> **Exercise instructions**
Below are some records; output exactly the lines from the line with "Category: toddler in chair" to the line with "Category: white collared shirt", both ends kept, and nothing more.

> **Data provided**

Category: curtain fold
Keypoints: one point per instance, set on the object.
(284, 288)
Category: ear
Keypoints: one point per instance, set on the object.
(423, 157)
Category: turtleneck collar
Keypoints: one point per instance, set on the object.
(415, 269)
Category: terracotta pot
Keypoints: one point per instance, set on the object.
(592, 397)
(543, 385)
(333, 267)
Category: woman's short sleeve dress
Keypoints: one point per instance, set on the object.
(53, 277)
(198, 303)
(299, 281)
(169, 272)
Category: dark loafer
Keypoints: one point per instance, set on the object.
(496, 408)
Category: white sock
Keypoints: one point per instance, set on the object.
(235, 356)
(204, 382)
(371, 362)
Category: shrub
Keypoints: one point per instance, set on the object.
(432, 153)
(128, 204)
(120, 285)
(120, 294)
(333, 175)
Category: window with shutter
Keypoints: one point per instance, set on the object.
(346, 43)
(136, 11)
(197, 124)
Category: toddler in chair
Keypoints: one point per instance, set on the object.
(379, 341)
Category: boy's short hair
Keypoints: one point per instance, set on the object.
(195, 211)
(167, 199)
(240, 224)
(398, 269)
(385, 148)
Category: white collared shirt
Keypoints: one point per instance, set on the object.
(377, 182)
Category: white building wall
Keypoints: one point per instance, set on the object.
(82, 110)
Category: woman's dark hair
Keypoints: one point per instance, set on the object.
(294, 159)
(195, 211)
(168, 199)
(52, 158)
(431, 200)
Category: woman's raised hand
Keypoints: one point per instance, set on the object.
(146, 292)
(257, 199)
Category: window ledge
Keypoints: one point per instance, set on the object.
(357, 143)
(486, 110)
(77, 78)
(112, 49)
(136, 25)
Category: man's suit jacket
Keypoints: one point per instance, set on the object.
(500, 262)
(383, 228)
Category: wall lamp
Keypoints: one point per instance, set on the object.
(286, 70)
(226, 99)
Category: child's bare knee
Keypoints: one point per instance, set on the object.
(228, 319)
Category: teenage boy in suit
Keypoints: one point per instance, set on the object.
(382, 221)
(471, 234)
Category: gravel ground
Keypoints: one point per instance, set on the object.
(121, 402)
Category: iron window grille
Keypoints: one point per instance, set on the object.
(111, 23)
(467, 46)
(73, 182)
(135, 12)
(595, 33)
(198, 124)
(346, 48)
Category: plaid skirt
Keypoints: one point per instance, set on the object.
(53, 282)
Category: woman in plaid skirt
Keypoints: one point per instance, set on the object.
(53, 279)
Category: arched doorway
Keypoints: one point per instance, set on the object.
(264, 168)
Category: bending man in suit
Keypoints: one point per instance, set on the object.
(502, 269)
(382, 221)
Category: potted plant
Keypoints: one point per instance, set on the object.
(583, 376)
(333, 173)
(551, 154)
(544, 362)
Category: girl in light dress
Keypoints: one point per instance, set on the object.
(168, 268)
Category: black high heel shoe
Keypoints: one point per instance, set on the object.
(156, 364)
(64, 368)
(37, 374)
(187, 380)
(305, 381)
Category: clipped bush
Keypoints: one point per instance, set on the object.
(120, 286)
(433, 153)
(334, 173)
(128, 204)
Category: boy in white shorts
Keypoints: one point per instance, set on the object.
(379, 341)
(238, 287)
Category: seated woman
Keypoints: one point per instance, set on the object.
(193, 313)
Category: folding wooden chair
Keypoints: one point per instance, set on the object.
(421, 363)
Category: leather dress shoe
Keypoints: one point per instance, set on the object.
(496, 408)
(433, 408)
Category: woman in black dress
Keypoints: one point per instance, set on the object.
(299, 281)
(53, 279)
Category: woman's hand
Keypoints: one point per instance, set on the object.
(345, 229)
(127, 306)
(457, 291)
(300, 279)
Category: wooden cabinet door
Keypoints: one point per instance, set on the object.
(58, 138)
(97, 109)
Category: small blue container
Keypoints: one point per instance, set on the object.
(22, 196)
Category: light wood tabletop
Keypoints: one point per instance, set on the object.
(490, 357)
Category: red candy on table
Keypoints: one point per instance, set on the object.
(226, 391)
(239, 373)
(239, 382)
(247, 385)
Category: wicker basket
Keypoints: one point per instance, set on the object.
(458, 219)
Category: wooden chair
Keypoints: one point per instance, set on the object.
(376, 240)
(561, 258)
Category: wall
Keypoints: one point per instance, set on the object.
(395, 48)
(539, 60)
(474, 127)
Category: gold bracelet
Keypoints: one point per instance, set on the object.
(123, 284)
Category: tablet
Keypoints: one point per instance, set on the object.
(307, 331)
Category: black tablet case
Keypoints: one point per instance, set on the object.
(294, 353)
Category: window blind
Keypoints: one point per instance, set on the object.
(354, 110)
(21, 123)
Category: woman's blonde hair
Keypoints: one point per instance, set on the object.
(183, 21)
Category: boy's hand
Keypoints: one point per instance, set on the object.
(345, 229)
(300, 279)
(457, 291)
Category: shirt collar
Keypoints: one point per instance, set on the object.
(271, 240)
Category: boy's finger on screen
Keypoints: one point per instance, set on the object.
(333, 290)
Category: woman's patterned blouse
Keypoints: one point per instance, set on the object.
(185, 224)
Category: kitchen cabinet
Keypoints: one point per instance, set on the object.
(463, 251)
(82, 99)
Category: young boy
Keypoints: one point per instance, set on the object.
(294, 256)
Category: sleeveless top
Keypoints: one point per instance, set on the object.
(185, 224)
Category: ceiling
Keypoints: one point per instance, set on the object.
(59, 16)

> **Finished task**
Category: toddler in chair
Keypoints: one point per instance, set on the object.
(379, 341)
Category: boy's short hair
Keypoints: one point per instance, set on the object.
(195, 211)
(167, 199)
(240, 224)
(398, 269)
(385, 148)
Category: white collared shirt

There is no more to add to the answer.